■ **STATED TASK**:
Please copy the holiday pay text below word for word, from "2. Regulation 13A" up to and including "be paid differently.".

■ **EXTRACT**:

+---+

The government has been reviewing which European Union laws to retain and has taken that opportunity to consult about changes to holiday pay, resulting in the publication of draft regulations. We look at what is planned and what it means for employers.

No single annual leave entitlement

Currently, the Working Time Regulations 1998 (WTR) give workers in Great Britain (GB) two separate entitlements to annual leave:

  1. Regulation 13 gives a right to 4 weeks’ paid annual leave. This derives from the UK’s former membership of the European Union (EU).
  2. Regulation 13A then gives workers a separate right under domestic law to another 1.6 weeks’ annual leave.

Over the years, caselaw has established that a worker’s entitlement to pay during holiday can be different, depending on which type of holiday they are taking. As such, for GB workers, employers have been able to pay the ‘extra’ 1.6 weeks’ leave at the basic rate of pay only, not including any variable pay elements which case law has determined need to be included when calculating holiday pay for the 4 weeks of Regulation 13 leave. The government has decided to retain this approach, so in theory, the different types of leave can still be paid differently.

The draft Employment Rights (Amendment, Revocation and Transitional Provisions) Regulations 2023 (Draft Regulations) therefore largely write the rules developed from caselaw into the statute books. The Draft Regulations say that, for the first 4 weeks of annual leave, a worker is entitled to a "week's pay" for each week of leave, including:

  • Payments intrinsically linked to the performance of tasks they are contractually obliged to do (including things like commission);
  • Payments reflecting seniority, length of service, or professional qualifications;
  • Payments which have been regularly paid to a worker over the previous 52-weeks.

The regulation 13A leave (i.e. the ‘extra’ 1.6 weeks leave) can still be paid at basic pay only.

By continuing to treat the two types of leave differently, the Draft Regulations do not sit entirely comfortably alongside the recent Supreme Court decision in the case of PSNI & Others -v- Agnew & Others. One of the points the Supreme Court made in that case was that “if and in so far as it is not practicable to distinguish between different types of leave then all the leave to which the worker is entitled must form part of a single, composite pot”. Unless an employment contract is very clearly worded, therefore, it could potentially be difficult for an employer to say with complete certainty what type of annual leave is being taken on any particular day, so that they could safely pay basic pay for that day. Therefore, despite best efforts, some level of ambiguity, and therefore risk, remains for employers who still pay basic pay only for some holidays.

+---+

■ **ENTRIES**:
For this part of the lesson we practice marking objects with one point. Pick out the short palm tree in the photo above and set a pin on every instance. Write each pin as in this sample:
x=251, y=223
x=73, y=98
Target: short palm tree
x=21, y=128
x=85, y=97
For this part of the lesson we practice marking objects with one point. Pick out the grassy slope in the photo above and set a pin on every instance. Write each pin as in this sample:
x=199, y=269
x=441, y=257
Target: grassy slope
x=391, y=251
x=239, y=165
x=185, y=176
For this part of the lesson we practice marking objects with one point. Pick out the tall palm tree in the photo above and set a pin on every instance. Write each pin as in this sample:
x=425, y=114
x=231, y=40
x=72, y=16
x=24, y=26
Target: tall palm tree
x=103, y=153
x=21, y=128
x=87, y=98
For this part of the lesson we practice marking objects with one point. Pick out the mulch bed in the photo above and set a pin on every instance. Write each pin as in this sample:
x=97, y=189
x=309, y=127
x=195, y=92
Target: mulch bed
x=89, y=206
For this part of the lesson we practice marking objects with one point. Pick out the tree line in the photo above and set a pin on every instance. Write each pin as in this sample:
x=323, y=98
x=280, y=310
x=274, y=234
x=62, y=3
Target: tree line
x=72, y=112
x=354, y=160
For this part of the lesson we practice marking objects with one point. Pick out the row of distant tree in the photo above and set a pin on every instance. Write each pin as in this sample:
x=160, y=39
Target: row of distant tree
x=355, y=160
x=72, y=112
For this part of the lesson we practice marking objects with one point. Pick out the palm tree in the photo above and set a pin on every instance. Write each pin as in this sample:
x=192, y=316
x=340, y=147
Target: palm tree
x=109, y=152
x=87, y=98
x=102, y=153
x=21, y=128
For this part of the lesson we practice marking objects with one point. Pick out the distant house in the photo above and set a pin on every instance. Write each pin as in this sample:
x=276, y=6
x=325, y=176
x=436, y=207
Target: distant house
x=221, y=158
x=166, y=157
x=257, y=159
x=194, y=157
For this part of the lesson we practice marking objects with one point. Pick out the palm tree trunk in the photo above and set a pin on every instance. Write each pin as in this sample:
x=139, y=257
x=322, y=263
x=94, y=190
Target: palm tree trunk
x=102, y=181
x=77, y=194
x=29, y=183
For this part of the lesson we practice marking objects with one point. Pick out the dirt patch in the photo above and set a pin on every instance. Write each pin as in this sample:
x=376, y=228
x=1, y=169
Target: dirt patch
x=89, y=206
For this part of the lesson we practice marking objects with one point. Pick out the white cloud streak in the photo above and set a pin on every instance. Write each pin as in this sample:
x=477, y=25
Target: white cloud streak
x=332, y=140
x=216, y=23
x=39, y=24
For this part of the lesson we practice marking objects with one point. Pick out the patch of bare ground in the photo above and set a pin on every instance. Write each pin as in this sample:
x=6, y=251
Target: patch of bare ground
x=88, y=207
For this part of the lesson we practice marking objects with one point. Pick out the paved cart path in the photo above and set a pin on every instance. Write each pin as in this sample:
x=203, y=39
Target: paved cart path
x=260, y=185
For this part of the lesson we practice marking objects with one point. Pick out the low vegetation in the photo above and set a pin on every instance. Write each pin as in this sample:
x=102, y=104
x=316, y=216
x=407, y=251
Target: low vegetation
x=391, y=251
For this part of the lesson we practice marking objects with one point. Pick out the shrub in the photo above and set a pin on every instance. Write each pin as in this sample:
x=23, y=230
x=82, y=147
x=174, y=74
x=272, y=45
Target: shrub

+---+

■ **RESPONSE TO THIS EXERCISE**:
2. Regulation 13A then gives workers a separate right under domestic law to another 1.6 weeks’ annual leave.

Over the years, caselaw has established that a worker’s entitlement to pay during holiday can be different, depending on which type of holiday they are taking. As such, for GB workers, employers have been able to pay the ‘extra’ 1.6 weeks’ leave at the basic rate of pay only, not including any variable pay elements which case law has determined need to be included when calculating holiday pay for the 4 weeks of Regulation 13 leave. The government has decided to retain this approach, so in theory, the different types of leave can still be paid differently.